お願い:
経歴の文章から、「1955年生まれ、都立西高校」で始まり「ツクラブ理事も経験(兼務)。」まで続く部分を、一字も変えずに引用してください。

出典:
===============

1955年生まれ、都立西高校、東京大学経済学部を経て、1979年第一生命入社。企業分析、ファンドマネジャー、為替チーフディーラー、マーケットエコノミスト、金融/保険商品開発、運用資産全体のリストラクチャリング、営業体制革新、年金営業などを経験。2000年ドイチェ・アセットマネジメントを皮切りに、事業再生ファンド、CSRコンサルティング会社(SRI担当執行役員)、千葉ロッテマリーンズ(経営企画室長として球団改革実行)、ITベンチャー(取締役CFO)、外資系金融評価会社(アカウントエグゼクティブ)、IT系金融ベンチャー(執行役員)、旅行会社(JTB)と転職を重ね、様々な業務を経験し、2015年より2022年まで埼玉工業大学情報社会学科教授


この間、多摩大学社会人大学院客員准教授、日本バスケットボール協会アドバイザー、一般社団法人横河武蔵野スポーツクラブ理事も経験(兼務)。

===============

手元の資料:
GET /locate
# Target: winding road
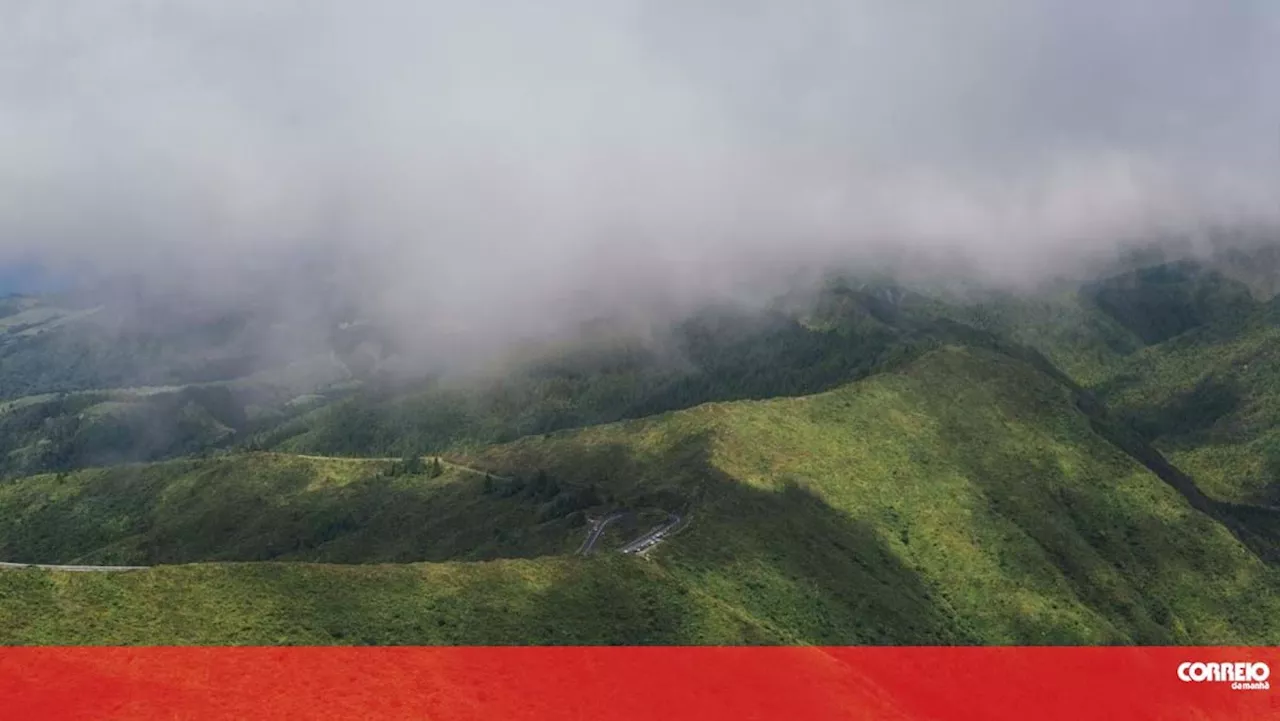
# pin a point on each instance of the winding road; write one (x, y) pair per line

===============

答えは下に:
1955年生まれ、都立西高校、東京大学経済学部を経て、1979年第一生命入社。企業分析、ファンドマネジャー、為替チーフディーラー、マーケットエコノミスト、金融/保険商品開発、運用資産全体のリストラクチャリング、営業体制革新、年金営業などを経験。2000年ドイチェ・アセットマネジメントを皮切りに、事業再生ファンド、CSRコンサルティング会社(SRI担当執行役員)、千葉ロッテマリーンズ(経営企画室長として球団改革実行)、ITベンチャー(取締役CFO)、外資系金融評価会社(アカウントエグゼクティブ)、IT系金融ベンチャー(執行役員)、旅行会社(JTB)と転職を重ね、様々な業務を経験し、2015年より2022年まで埼玉工業大学情報社会学科教授


この間、多摩大学社会人大学院客員准教授、日本バスケットボール協会アドバイザー、一般社団法人横河武蔵野スポーツクラブ理事も経験(兼務)。